* [GIVEN TASK]:
Rewrite the following entries as a numbered list with blank lines removed, starting with the line containing "Round 1: Spot the person" and continuing through the line containing "680, 591, 902, 609".

* [MATERIAL PROVIDED]:

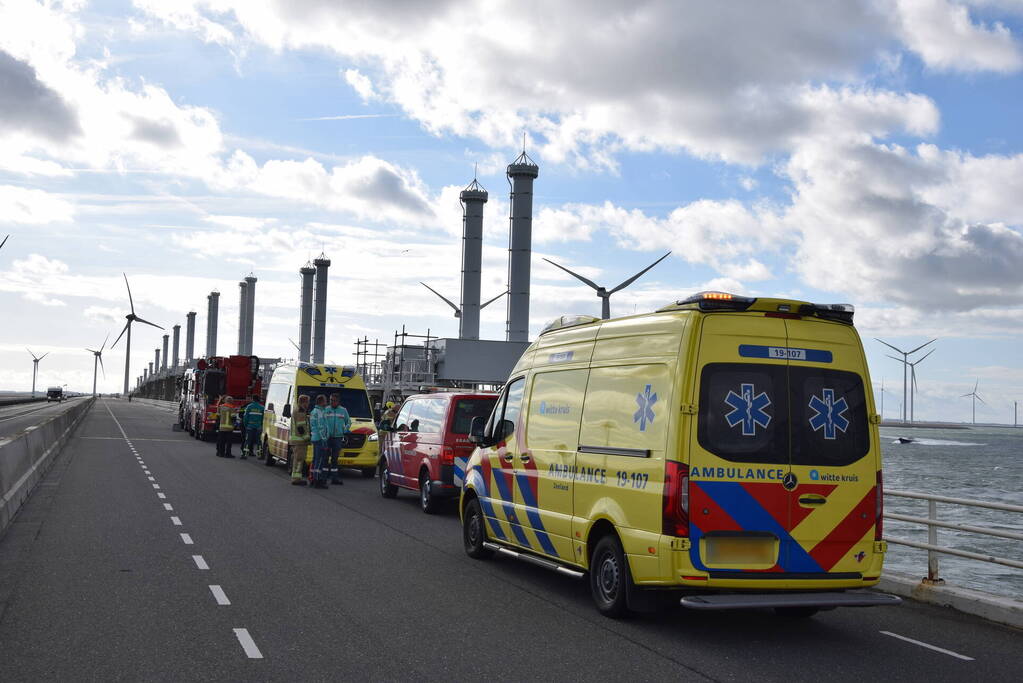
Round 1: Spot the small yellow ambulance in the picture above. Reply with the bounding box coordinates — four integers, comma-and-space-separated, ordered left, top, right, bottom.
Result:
460, 291, 898, 617
262, 363, 380, 479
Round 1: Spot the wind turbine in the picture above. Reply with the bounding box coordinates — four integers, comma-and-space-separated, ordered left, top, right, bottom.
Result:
887, 349, 934, 423
26, 348, 50, 398
874, 337, 937, 422
110, 273, 164, 401
960, 379, 987, 424
419, 282, 507, 318
544, 252, 671, 320
86, 334, 110, 396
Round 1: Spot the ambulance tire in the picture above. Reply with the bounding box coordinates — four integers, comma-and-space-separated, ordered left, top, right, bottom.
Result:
376, 458, 398, 498
419, 469, 441, 514
589, 534, 632, 619
774, 607, 820, 619
461, 496, 494, 559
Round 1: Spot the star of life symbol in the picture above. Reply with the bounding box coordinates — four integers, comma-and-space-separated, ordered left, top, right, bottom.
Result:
724, 383, 770, 437
632, 384, 657, 431
810, 389, 849, 440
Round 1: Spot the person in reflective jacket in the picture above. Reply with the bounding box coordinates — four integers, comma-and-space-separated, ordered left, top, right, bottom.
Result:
309, 394, 330, 489
323, 393, 352, 486
241, 396, 263, 460
287, 394, 311, 486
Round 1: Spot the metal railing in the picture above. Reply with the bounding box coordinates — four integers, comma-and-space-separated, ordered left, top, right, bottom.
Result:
885, 490, 1023, 583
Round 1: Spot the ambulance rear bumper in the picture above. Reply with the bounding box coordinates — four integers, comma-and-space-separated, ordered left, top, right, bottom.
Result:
680, 591, 902, 609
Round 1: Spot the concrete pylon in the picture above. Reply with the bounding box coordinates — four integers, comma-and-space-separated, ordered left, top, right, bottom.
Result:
299, 264, 316, 363
238, 280, 249, 356
171, 325, 181, 368
185, 311, 195, 363
206, 289, 220, 358
458, 178, 489, 339
246, 275, 256, 356
505, 150, 540, 342
313, 254, 330, 363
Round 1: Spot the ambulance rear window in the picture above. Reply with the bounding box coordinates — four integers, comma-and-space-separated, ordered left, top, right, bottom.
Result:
789, 366, 871, 466
697, 363, 789, 464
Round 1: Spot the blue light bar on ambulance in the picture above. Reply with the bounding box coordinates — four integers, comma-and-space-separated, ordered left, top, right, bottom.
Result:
799, 304, 856, 325
675, 291, 757, 311
540, 315, 601, 334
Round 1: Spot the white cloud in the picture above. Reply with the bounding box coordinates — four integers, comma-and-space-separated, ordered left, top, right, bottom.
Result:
895, 0, 1023, 73
0, 185, 75, 225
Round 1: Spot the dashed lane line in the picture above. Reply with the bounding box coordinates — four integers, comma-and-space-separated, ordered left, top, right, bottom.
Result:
880, 631, 974, 662
210, 585, 231, 606
234, 629, 263, 659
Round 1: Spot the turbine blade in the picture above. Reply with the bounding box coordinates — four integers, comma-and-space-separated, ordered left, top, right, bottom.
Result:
874, 337, 905, 354
135, 316, 163, 329
608, 252, 671, 295
544, 259, 601, 289
480, 289, 508, 311
419, 282, 461, 314
110, 320, 131, 349
121, 273, 135, 315
905, 337, 938, 356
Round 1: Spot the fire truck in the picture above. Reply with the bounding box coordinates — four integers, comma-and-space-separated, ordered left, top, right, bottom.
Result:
178, 356, 263, 441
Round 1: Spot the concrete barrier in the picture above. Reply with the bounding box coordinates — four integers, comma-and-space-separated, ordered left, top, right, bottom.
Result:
877, 570, 1023, 629
0, 398, 95, 534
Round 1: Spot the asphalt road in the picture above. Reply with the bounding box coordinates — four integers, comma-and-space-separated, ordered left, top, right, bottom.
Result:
0, 398, 82, 438
0, 400, 1023, 683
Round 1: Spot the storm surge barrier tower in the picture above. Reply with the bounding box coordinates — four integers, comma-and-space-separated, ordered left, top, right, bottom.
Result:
505, 149, 540, 342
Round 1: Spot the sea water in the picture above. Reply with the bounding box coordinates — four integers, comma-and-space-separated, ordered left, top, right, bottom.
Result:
881, 425, 1023, 600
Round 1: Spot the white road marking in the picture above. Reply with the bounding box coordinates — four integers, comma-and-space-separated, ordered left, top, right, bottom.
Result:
210, 585, 231, 605
234, 629, 263, 659
881, 631, 974, 662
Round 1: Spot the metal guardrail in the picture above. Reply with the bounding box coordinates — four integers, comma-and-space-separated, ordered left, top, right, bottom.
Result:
885, 490, 1023, 583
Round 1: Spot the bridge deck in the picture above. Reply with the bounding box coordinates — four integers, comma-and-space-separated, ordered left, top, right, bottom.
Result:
0, 400, 1023, 683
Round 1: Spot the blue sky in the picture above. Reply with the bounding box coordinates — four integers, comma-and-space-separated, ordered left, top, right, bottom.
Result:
0, 0, 1023, 421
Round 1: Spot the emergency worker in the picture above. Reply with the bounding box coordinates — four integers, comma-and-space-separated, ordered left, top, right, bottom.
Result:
217, 396, 236, 458
309, 394, 330, 489
323, 393, 352, 486
241, 396, 263, 460
287, 394, 315, 486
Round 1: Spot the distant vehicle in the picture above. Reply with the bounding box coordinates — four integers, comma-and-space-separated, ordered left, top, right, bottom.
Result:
261, 363, 380, 479
460, 291, 899, 618
178, 356, 263, 441
377, 392, 497, 513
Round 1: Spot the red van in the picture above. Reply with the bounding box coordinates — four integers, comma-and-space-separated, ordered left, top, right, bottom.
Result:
376, 392, 497, 513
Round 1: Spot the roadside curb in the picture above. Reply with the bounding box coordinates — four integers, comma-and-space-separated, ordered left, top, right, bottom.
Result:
877, 572, 1023, 629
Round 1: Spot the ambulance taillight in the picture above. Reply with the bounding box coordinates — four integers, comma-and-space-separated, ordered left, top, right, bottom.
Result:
662, 460, 690, 538
874, 469, 885, 541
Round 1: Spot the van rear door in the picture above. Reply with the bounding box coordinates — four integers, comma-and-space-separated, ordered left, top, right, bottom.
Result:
786, 319, 879, 574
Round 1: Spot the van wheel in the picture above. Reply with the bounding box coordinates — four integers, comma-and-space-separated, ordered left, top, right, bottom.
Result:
376, 458, 398, 498
419, 471, 440, 514
461, 497, 494, 559
589, 534, 631, 619
774, 607, 820, 619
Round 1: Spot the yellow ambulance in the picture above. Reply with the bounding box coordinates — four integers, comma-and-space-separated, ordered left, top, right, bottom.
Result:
262, 363, 380, 479
460, 291, 898, 617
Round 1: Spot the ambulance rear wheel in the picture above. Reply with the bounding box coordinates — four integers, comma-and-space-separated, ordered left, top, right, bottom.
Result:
376, 458, 398, 498
589, 534, 629, 619
461, 497, 494, 559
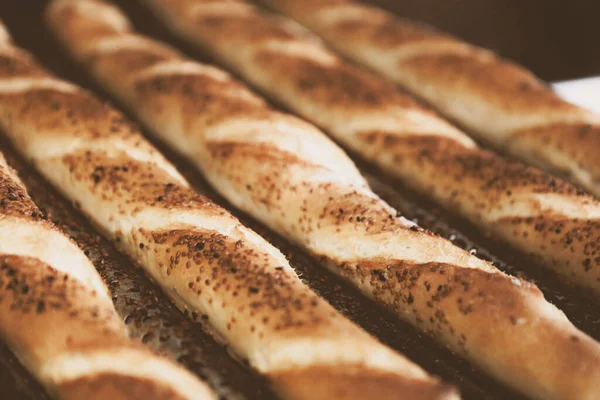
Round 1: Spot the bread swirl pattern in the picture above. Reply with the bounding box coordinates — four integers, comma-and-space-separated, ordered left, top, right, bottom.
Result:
48, 0, 600, 399
138, 0, 600, 293
0, 150, 215, 400
0, 12, 456, 399
251, 0, 600, 196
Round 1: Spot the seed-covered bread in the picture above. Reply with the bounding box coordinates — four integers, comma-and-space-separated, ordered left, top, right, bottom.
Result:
257, 0, 600, 196
0, 151, 216, 400
0, 13, 450, 399
47, 0, 600, 399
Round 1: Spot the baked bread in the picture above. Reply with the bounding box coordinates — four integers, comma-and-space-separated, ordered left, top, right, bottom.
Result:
258, 0, 600, 196
132, 0, 600, 294
0, 152, 216, 400
0, 14, 450, 399
47, 0, 600, 399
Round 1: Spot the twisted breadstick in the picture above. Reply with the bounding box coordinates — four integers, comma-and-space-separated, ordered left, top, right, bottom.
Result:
137, 0, 600, 293
258, 0, 600, 196
47, 0, 600, 399
0, 13, 450, 399
0, 150, 215, 400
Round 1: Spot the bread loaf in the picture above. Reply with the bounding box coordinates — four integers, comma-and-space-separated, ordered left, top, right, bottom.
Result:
0, 146, 216, 400
138, 0, 600, 294
47, 0, 600, 399
0, 13, 450, 399
258, 0, 600, 196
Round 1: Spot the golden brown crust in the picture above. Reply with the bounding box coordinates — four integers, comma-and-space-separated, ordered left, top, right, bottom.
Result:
90, 0, 600, 399
269, 366, 457, 400
0, 145, 212, 399
59, 373, 185, 400
259, 0, 600, 195
138, 1, 600, 291
39, 0, 452, 397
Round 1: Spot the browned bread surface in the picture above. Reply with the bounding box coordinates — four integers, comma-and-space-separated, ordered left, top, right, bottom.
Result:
0, 145, 213, 400
48, 1, 600, 399
131, 1, 600, 300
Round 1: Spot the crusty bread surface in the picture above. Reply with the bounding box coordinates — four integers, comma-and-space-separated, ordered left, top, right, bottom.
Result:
0, 9, 450, 399
48, 0, 600, 399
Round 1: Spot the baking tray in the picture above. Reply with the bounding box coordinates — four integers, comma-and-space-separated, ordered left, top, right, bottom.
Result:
0, 0, 600, 400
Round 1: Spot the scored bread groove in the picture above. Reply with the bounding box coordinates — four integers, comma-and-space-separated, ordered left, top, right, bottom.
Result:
0, 9, 458, 399
252, 0, 600, 196
47, 0, 600, 399
0, 144, 215, 400
134, 0, 600, 293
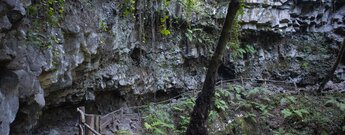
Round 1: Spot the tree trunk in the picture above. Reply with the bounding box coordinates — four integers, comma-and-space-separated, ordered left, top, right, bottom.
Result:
187, 0, 240, 135
317, 39, 345, 94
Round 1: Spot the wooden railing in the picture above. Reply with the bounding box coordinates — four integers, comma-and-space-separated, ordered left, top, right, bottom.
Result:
77, 78, 297, 135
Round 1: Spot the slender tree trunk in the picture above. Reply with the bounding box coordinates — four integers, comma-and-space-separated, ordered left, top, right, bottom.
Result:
317, 39, 345, 94
187, 0, 240, 135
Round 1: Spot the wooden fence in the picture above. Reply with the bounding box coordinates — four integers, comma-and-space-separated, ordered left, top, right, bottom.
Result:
77, 78, 297, 135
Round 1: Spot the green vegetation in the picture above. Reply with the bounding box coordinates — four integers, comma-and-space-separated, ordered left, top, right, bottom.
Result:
138, 85, 345, 135
121, 0, 135, 17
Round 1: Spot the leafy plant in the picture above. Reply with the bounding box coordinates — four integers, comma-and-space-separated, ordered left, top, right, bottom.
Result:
325, 97, 345, 111
121, 0, 135, 16
144, 105, 175, 135
281, 108, 310, 119
99, 19, 108, 32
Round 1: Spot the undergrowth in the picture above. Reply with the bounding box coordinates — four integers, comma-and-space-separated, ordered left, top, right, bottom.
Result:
139, 85, 345, 135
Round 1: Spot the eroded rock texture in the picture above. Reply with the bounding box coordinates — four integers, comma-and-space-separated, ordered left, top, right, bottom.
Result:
0, 0, 345, 135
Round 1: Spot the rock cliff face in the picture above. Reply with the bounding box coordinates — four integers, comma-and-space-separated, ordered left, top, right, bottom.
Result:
0, 0, 345, 135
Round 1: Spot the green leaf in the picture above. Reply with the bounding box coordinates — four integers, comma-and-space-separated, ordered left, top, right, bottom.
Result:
281, 109, 293, 118
160, 29, 171, 36
144, 122, 152, 129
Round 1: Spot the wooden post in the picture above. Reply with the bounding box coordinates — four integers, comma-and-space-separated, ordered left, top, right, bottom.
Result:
85, 115, 95, 135
77, 107, 85, 135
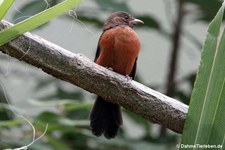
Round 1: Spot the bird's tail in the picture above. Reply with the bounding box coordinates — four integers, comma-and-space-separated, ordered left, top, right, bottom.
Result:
90, 96, 123, 139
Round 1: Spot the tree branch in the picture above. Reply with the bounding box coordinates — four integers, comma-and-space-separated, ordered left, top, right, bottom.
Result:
0, 21, 188, 133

* [RESULT]:
1. Round 1: Spot the person in reflective jacket in the picture above. Reply with the bounding box coordinates — four integers, comma-and-space-separated, ordered left, top, right, bottom.
2. Result:
3. 309, 394, 330, 489
4. 323, 393, 352, 486
5. 241, 396, 263, 460
6. 287, 394, 311, 486
7. Round 1: Spot the metal railing in the picture above. Reply with the bounding box coordinates — four integers, comma-and-space-separated, ordered left, top, right, bottom.
8. Result:
9. 885, 490, 1023, 583
10. Round 1: Spot the ambulance rear bumper in the picture above. Reply with the bounding box coordinates — four integers, comma-and-space-separated, ordered left, top, right, bottom.
11. Result:
12. 680, 591, 902, 609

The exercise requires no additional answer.